# start of Source material
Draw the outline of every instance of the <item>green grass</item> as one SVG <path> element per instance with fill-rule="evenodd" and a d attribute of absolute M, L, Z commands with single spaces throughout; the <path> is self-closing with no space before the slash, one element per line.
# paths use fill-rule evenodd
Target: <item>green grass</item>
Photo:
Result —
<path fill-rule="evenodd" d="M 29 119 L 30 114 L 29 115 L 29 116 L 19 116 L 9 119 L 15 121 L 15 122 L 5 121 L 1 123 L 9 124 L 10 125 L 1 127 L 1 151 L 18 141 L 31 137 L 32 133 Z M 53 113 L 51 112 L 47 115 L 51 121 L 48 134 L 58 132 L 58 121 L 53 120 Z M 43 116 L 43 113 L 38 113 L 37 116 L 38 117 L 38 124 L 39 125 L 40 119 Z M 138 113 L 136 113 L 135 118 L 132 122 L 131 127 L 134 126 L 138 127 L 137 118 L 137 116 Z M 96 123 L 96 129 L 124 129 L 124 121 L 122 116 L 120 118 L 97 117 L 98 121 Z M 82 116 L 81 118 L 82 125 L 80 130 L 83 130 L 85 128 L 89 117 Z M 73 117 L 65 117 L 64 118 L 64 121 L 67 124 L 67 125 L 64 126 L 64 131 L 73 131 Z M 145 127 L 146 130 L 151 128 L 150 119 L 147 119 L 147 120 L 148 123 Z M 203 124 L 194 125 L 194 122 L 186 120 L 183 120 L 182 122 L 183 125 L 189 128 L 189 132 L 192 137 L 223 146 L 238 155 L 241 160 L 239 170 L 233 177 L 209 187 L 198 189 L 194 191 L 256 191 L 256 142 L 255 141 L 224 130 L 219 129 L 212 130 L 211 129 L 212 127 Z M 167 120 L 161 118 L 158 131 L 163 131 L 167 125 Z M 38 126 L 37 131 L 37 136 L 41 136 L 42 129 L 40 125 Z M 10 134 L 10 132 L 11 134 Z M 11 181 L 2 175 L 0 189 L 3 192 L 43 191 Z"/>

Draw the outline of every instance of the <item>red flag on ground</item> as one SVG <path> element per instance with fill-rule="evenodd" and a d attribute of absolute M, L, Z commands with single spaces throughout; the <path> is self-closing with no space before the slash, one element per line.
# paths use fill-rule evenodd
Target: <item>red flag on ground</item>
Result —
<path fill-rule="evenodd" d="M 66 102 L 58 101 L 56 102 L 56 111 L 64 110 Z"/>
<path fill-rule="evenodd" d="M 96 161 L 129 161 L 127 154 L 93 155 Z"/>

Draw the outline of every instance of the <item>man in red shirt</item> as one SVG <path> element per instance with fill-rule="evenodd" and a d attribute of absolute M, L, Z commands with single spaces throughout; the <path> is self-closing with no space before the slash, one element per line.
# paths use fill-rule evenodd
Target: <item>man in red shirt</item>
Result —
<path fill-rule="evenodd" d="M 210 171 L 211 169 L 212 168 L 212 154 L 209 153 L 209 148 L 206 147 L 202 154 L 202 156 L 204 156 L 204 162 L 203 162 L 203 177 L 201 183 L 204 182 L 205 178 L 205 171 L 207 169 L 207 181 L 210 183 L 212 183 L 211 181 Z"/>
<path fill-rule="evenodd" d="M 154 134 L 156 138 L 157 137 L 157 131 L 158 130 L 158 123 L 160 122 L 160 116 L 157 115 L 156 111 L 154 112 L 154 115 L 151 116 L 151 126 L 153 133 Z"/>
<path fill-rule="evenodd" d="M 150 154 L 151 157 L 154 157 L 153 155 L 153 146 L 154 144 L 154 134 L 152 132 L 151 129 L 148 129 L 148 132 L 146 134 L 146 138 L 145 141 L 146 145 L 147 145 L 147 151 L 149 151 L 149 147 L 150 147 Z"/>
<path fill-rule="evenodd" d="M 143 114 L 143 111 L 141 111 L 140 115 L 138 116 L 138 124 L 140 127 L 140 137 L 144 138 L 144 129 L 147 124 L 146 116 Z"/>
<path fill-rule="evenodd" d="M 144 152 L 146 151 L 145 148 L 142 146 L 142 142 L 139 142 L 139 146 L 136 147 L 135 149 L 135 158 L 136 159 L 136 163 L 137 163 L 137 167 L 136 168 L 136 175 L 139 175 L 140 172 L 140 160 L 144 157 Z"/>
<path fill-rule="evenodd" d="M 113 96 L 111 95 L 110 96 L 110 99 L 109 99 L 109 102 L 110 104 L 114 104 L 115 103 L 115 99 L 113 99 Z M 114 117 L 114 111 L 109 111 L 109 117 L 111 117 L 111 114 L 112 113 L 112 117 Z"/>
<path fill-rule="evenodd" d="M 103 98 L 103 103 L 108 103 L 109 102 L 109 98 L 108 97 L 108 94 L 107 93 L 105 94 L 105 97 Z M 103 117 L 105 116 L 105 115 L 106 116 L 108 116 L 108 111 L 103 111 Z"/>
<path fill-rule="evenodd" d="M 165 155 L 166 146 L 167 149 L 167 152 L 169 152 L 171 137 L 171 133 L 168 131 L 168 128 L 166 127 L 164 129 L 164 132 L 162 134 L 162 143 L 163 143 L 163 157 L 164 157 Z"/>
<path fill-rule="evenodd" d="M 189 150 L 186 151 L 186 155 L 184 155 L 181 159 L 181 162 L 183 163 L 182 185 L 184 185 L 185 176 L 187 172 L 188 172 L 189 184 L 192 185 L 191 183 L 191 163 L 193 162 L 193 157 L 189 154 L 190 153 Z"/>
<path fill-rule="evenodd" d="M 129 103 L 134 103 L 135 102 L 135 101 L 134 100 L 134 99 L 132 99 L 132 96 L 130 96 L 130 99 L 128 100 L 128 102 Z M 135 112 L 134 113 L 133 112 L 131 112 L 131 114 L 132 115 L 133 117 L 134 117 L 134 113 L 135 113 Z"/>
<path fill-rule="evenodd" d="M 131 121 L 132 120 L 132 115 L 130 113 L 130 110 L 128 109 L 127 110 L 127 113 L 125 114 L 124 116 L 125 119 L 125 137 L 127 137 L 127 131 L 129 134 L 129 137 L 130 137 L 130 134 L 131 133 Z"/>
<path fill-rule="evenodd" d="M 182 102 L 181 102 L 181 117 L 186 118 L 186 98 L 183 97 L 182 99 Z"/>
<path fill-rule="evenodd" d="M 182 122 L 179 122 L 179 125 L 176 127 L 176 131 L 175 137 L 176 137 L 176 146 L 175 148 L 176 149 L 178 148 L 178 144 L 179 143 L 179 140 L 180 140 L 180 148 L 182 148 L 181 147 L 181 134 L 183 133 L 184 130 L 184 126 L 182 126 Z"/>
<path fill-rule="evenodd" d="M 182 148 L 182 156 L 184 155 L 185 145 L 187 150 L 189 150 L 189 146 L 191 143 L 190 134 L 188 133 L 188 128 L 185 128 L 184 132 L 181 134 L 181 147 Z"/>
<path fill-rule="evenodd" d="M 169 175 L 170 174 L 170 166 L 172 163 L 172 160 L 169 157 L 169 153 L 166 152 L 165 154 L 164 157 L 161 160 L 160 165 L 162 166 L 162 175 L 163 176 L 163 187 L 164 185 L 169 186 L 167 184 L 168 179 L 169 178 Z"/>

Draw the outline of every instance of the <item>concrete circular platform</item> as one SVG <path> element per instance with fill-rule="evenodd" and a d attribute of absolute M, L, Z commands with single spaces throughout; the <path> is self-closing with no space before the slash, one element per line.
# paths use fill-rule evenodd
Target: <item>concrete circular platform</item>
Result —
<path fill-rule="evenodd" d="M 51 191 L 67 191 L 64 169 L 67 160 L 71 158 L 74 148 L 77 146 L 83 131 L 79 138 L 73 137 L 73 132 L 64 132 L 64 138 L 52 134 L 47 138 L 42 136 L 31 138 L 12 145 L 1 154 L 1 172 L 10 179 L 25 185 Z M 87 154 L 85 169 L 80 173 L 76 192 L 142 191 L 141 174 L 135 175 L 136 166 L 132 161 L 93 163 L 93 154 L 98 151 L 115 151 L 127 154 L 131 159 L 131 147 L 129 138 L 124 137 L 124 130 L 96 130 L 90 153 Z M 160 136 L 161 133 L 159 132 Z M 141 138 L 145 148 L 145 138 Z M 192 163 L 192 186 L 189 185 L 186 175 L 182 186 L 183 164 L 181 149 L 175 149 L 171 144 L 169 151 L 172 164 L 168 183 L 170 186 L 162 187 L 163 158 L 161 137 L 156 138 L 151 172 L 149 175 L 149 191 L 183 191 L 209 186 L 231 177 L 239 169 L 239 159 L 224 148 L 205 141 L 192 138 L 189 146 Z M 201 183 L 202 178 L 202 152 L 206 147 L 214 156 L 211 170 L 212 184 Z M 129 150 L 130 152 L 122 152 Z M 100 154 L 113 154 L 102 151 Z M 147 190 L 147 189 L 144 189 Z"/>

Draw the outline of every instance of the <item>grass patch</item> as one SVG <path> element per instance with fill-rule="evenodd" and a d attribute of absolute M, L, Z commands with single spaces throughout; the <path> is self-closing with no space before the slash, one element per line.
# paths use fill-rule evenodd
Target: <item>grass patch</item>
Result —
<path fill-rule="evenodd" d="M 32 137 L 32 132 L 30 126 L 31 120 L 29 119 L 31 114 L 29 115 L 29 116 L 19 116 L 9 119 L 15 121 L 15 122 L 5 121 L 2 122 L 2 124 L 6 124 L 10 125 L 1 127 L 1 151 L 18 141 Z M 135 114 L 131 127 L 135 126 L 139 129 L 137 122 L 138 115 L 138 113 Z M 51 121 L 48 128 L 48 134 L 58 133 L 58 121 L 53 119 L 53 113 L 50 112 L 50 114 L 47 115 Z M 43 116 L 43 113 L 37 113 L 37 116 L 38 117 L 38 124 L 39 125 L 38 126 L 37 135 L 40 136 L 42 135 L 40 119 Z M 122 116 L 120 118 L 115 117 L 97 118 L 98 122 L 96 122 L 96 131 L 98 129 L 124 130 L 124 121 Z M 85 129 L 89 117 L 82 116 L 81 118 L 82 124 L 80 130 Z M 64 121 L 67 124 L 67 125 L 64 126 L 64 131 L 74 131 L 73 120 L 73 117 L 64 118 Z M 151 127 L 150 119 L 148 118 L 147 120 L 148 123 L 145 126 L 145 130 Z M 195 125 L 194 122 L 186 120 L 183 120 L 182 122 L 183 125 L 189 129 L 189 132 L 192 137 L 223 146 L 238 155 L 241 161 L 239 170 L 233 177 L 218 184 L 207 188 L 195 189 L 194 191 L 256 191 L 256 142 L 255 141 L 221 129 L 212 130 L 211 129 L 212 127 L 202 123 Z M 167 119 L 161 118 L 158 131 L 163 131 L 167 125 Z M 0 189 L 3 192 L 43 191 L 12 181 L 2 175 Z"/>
# end of Source material
# start of Source material
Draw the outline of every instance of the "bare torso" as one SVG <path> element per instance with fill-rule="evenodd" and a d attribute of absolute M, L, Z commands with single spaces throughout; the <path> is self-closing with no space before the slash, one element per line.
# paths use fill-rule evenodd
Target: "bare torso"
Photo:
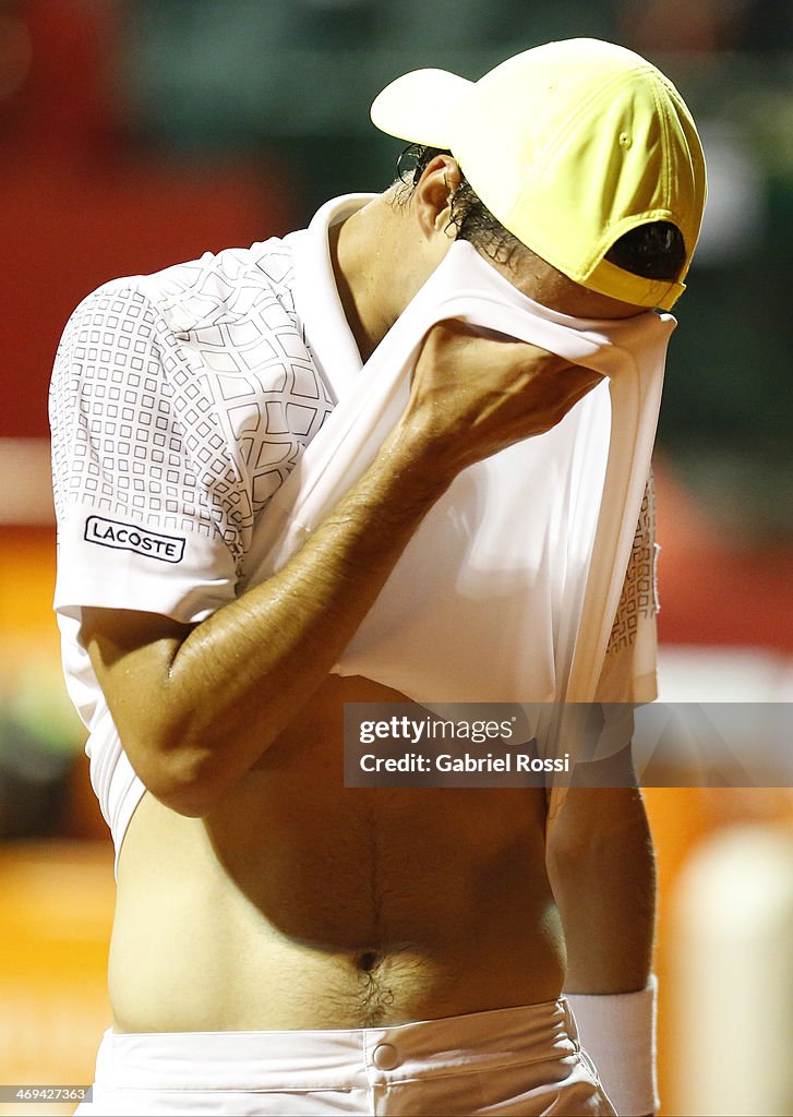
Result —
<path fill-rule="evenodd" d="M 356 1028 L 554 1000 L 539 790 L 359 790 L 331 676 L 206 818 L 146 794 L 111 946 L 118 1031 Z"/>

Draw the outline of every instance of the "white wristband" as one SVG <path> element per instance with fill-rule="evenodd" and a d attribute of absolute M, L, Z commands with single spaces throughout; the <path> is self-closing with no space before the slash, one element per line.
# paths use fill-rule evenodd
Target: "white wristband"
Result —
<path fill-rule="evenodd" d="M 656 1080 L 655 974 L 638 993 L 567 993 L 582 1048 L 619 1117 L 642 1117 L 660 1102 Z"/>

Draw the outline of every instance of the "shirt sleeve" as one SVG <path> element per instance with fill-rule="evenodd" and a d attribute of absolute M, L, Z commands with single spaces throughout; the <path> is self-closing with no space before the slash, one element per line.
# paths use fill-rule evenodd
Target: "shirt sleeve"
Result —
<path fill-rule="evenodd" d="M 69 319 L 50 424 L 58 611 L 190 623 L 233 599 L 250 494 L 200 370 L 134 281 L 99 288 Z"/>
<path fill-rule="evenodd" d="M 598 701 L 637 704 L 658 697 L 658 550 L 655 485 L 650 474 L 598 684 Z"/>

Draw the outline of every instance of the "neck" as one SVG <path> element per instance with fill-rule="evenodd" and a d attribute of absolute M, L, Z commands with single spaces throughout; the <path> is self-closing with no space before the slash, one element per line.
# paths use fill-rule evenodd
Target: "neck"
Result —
# end of Source material
# start of Source material
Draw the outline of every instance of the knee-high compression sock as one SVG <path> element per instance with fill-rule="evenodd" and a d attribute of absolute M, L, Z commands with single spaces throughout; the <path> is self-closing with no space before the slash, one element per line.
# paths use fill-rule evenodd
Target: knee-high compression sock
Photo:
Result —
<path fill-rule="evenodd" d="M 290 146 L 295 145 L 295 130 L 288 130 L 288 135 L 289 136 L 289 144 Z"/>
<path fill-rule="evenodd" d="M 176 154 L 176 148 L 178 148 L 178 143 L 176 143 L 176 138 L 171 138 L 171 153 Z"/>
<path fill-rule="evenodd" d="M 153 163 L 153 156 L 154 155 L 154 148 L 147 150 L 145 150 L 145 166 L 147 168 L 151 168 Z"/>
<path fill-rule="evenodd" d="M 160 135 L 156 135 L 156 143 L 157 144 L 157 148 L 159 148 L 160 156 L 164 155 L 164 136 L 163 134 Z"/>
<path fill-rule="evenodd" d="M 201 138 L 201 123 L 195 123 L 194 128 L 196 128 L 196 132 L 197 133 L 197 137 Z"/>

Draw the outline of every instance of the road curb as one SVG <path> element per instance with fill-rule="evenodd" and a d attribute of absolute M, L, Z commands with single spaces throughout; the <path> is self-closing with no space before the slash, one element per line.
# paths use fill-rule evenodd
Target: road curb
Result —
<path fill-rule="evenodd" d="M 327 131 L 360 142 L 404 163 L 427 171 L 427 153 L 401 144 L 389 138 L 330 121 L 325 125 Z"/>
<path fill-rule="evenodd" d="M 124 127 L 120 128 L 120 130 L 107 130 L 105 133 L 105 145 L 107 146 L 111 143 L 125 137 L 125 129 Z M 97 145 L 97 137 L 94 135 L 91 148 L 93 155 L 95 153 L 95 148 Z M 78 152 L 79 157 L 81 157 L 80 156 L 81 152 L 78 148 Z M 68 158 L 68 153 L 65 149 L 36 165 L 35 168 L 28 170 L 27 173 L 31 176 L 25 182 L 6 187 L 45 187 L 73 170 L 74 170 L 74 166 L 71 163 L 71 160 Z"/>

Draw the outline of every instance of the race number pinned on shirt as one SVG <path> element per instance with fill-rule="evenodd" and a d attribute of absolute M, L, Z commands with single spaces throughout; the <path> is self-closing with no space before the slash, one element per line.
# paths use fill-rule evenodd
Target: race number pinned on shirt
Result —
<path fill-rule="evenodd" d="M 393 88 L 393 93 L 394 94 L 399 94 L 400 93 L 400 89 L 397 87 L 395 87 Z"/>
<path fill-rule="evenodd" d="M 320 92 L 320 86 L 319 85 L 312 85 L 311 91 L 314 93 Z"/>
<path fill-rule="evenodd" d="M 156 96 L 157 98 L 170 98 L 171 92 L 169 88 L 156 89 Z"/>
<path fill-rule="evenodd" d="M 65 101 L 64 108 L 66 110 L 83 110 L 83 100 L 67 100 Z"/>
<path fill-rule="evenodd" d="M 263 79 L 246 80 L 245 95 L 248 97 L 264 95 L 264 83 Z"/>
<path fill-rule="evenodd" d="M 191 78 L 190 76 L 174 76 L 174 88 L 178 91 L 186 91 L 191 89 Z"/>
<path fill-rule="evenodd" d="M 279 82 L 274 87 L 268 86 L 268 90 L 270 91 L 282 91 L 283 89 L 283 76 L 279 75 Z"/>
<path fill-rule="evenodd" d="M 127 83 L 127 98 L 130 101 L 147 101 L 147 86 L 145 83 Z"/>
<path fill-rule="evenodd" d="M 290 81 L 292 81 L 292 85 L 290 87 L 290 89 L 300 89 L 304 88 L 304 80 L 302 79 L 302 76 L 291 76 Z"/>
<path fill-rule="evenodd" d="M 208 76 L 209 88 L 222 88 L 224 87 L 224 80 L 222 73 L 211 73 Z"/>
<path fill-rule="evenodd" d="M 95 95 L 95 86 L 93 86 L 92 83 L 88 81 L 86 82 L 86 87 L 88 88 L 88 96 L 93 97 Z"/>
# end of Source material
◆ What to work on:
Rescale the items starting with the line containing "Draw the outline of every instance of the <item>man" and continuing through the line containing "210 171 L 211": reproduce every one of these lines, requests included, with each coordinate in the answers multiplied by 2 and rounded to a whole number, halves rounded up. Give only these lines.

◆ Response:
Draw the outline of every instance of the <item>man in red shirt</item> as one SVG <path> element per instance with fill-rule="evenodd" and a d attribute of absolute M, L, Z commands with single spaces throughout; the <path> is self-closing with no space before the slash, one element per line.
# paths use fill-rule evenodd
Target: <item>man in red shirt</item>
Result —
<path fill-rule="evenodd" d="M 420 342 L 422 338 L 424 336 L 424 308 L 418 306 L 418 296 L 412 294 L 404 308 L 404 312 L 408 312 L 408 324 L 406 324 L 406 354 L 402 366 L 408 364 L 410 356 L 410 342 L 414 338 L 414 362 L 420 366 L 424 366 L 422 362 Z"/>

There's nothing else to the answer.